> **WORK TO COMPLETE**: Rewrite the profile of Mia Comeros between "Mia Comeros" and "Townsville, Queensland (Australia)", inclusive, updating it so that "PhD candidate" becomes "doctoral candidate".

---- TEXT PROVIDED

Mia Comeros
PhD candidate
James Cook University
miatheresabullecer.comeros@my.jcu.edu.au
From 2005 to 2022, the main node of the ARC Centre of Excellence for Coral Reef Studies was headquartered at James Cook University in Townsville, Queensland (Australia)
Mia grew up in Cebu, Philippines where she completed her BSc in Marine Biology at the University of San Carlos. She spent the next couple of years after college working with local fishermen in the islands of the central Philippines looking at trends in artisanal fisheries catches and implications of implementing place-based management options such as MPAs. She then moved to Norfolk, Virginia to complete her Masters with Prof. Kent Carpenter at Old Dominion University where she looked at the drivers of extinction risk in a suite of marine fishes. Her Master’s thesis was on identifying key predictors of extinction risk in seabreams and porgies (Family: Sparidae). While stationed in Virginia, Mia worked extensively with the IUCN Red List of Threatened Species and its global partners, helping compile information for, facilitate assessment workshops, and publish over 5,000 marine species and maps on the Red List website. It was through work with the IUCN that Mia met one of her supervisors, Prof. Howard Choat, who helped foster and encouraged her high affinity for parrotfishes. Mia moved to American Samoa in 2014 where she worked as Research Scientist for the American Samoa Environmental Protection Agency (AS-EPA). While with the EPA, she led multiple island-wide projects looking at Ridge to Reef ecosystem health connections, developed a Territorial geospatial framework for climate change adaptation, and co-authored a marine debris action plan for the Territory. She is currently studying the processes driving abundance and assemblage structure of parrotfishes and surgeonfishes in American Samoa under the supervision of Dr. Andrew Hoey, Prof. Howard Choat, and Prof. Garry Russ.

--------
---- DATASET RECORDS

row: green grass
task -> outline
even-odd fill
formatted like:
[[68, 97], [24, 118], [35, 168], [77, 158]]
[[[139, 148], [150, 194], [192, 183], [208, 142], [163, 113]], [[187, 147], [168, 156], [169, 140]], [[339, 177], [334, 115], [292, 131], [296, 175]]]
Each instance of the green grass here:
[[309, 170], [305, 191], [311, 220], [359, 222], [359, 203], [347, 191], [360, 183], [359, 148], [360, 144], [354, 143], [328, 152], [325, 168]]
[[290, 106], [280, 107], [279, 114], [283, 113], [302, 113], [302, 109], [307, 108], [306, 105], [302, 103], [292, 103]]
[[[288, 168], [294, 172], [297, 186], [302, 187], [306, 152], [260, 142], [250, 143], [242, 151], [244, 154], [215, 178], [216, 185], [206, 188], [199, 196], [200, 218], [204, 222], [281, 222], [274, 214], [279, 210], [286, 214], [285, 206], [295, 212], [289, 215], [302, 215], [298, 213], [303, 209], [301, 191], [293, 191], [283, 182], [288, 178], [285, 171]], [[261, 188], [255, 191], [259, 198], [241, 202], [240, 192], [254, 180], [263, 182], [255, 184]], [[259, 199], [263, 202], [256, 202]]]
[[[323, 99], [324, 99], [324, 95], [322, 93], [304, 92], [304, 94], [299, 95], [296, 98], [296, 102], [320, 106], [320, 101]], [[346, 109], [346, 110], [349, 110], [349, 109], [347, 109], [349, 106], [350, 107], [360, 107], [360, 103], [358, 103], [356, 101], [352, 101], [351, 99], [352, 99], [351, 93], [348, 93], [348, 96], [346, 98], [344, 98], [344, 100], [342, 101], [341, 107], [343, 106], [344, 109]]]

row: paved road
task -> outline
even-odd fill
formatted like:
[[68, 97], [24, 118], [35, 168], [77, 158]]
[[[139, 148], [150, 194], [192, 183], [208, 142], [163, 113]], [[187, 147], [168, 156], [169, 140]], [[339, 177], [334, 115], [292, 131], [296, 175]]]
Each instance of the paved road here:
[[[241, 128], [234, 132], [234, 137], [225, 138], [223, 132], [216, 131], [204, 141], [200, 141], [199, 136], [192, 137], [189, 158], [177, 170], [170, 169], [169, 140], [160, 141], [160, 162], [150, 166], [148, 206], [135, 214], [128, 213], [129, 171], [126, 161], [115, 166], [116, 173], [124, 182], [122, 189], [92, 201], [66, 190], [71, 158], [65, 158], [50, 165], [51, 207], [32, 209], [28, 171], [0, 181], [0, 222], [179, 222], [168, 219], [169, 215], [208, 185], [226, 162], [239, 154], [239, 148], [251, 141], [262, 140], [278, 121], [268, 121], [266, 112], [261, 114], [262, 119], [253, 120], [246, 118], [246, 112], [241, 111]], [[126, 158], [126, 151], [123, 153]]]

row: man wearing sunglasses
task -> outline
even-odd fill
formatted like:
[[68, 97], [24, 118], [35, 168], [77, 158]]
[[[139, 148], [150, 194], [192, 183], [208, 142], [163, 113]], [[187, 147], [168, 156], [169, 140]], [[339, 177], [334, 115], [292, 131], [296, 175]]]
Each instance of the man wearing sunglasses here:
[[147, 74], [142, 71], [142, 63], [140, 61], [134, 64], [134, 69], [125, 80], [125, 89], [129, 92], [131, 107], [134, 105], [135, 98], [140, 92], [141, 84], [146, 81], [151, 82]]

--------

> **YOUR SOLUTION**:
Mia Comeros
doctoral candidate
James Cook University
miatheresabullecer.comeros@my.jcu.edu.au
From 2005 to 2022, the main node of the ARC Centre of Excellence for Coral Reef Studies was headquartered at James Cook University in Townsville, Queensland (Australia)